= INSTRUCTIONS FOR THE TASK =
Please write out every row below word for word, leaving out the pictures.
** Begin INPUT FOR THIS TASK **
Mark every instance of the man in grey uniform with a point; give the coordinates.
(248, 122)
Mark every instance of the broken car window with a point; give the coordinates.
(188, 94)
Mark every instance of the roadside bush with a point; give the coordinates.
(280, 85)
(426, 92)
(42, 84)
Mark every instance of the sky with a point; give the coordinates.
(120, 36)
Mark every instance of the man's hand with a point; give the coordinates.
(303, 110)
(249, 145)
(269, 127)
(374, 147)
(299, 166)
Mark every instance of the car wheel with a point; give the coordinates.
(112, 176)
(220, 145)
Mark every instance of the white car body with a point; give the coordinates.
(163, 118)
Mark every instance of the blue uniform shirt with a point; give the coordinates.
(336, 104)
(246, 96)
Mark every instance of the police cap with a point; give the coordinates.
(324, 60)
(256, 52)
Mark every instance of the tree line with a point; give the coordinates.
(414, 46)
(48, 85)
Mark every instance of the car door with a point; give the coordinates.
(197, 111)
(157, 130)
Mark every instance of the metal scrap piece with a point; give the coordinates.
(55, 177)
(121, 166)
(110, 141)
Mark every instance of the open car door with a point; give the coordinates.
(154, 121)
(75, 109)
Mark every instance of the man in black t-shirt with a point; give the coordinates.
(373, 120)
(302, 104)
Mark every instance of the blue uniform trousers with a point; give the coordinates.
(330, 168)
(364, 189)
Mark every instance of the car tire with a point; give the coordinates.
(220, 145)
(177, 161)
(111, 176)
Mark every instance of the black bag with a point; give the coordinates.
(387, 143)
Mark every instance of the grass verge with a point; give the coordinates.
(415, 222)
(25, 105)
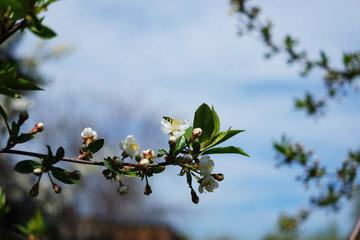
** End INPUT FOR THIS TASK **
= REPLY =
Mark every instance of the man in grey uniform with a point; give the coordinates.
(248, 122)
Mark every instance of the broken car window with a point; give the coordinates.
(188, 94)
Mark every instance of the roadside bush with a point; give the coordinates.
(280, 85)
(426, 92)
(42, 84)
Mark every instance of the sky with a point; give the coordinates.
(120, 36)
Mark every instance of the man's hand with a point; give the coordinates.
(303, 110)
(249, 145)
(269, 127)
(374, 147)
(299, 166)
Mark every instance of the car wheel with a point; give the coordinates.
(112, 176)
(220, 145)
Mark every instance of the white car body with a point; give the coordinates.
(163, 118)
Mark every instance of the blue uniform shirt with a point; give the coordinates.
(336, 104)
(246, 96)
Mark every instance of the police cap with a point; give the coordinates.
(324, 60)
(256, 52)
Mark every instance of the tree line with a point; give the coordinates.
(414, 46)
(48, 85)
Mark every instance of the car door with a point; give the coordinates.
(197, 111)
(157, 130)
Mark every instance of the metal scrap piece with a point; give the coordinates.
(55, 177)
(121, 166)
(110, 141)
Mark every instance of the open car door with a point; give the coordinates.
(154, 121)
(75, 109)
Mark every instance of the man in black t-shirt with a point; give the coordinates.
(373, 120)
(302, 104)
Mark every instance of the blue uniform trousers with a point; give the coordinates.
(330, 168)
(364, 189)
Mark every instance of the car tire with a point; give the coordinates.
(220, 145)
(177, 161)
(111, 176)
Mark every instance of the black bag with a point; give the coordinates.
(387, 143)
Mark every instance of the grass verge with a point; give the coordinates.
(415, 222)
(25, 105)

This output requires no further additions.